#### EXERCISE INSTRUCTIONS:
Copy out each line of the records below that includes the word "palm", leaving out all other lines.

(Records of labeled boxes)
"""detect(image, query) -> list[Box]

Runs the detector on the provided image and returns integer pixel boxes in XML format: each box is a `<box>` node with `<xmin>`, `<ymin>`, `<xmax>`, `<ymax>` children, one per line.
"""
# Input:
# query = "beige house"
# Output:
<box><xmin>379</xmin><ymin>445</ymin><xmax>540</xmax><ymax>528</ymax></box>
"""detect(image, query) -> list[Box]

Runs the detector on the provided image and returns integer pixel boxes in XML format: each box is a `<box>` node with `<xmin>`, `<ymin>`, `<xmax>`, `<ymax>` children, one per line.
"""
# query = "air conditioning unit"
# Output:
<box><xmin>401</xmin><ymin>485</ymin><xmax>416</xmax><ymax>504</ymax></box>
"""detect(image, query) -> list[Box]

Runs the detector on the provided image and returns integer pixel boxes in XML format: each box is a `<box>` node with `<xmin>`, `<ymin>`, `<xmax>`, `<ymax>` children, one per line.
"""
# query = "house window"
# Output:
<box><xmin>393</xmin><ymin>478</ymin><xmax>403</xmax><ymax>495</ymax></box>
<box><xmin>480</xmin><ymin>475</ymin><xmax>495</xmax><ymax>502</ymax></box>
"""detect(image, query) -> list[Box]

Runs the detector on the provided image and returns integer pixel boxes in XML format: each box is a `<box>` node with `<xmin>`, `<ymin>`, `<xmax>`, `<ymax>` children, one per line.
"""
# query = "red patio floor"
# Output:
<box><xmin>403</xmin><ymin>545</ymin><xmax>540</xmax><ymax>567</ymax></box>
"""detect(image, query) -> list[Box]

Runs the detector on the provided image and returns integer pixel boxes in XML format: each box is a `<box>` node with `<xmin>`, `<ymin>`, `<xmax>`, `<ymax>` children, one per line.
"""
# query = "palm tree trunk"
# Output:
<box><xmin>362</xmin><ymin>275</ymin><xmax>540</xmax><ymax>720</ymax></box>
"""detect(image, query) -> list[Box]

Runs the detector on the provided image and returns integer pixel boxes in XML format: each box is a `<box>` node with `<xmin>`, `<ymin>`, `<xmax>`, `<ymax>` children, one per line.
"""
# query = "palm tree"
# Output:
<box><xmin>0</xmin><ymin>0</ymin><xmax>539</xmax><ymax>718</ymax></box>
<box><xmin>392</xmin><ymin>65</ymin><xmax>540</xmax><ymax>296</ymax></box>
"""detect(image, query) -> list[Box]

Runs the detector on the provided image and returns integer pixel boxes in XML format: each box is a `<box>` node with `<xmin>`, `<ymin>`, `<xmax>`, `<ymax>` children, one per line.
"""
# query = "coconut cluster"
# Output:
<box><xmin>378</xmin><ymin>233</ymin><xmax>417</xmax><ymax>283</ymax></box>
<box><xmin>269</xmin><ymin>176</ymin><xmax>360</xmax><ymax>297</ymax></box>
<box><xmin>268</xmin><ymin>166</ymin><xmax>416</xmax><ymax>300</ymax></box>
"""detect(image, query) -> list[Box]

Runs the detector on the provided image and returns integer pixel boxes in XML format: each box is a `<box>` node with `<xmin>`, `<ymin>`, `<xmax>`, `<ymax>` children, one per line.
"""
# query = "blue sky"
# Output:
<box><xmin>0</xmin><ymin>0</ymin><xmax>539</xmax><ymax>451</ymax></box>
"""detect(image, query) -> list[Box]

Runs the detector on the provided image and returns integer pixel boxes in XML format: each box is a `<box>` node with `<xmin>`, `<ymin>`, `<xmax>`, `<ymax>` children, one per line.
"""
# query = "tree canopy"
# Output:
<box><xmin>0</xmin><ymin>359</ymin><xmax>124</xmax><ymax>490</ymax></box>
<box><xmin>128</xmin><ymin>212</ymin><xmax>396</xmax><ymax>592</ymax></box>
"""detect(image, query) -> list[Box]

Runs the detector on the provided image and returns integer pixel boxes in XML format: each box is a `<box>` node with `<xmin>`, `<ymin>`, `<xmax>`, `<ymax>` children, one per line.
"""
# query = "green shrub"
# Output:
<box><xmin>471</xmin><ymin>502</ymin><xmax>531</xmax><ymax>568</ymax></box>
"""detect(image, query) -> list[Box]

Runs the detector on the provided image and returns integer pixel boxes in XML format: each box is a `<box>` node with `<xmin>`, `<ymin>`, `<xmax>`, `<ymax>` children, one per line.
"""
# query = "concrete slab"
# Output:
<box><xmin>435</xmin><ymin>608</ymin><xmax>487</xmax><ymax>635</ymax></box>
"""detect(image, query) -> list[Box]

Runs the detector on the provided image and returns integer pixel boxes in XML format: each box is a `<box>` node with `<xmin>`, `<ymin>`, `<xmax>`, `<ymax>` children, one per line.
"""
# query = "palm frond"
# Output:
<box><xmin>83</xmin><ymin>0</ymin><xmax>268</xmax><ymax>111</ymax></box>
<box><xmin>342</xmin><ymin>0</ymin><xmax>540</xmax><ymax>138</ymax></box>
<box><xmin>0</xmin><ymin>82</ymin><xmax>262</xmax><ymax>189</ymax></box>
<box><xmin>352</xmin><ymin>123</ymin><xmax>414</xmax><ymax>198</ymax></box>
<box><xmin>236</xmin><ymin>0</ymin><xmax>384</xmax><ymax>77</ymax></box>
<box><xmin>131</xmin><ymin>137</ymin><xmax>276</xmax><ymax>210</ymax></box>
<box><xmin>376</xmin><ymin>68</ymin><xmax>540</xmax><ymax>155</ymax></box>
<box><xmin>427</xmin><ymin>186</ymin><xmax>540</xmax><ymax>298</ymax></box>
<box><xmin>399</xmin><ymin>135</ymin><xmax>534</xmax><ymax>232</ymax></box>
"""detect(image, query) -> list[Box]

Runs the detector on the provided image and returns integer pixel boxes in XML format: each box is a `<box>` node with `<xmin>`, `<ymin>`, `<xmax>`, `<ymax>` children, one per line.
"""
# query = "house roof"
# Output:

#### RESULT FOR THIS TASK:
# query = "palm tree trunk"
# query = "palm tree"
# query = "palm frond"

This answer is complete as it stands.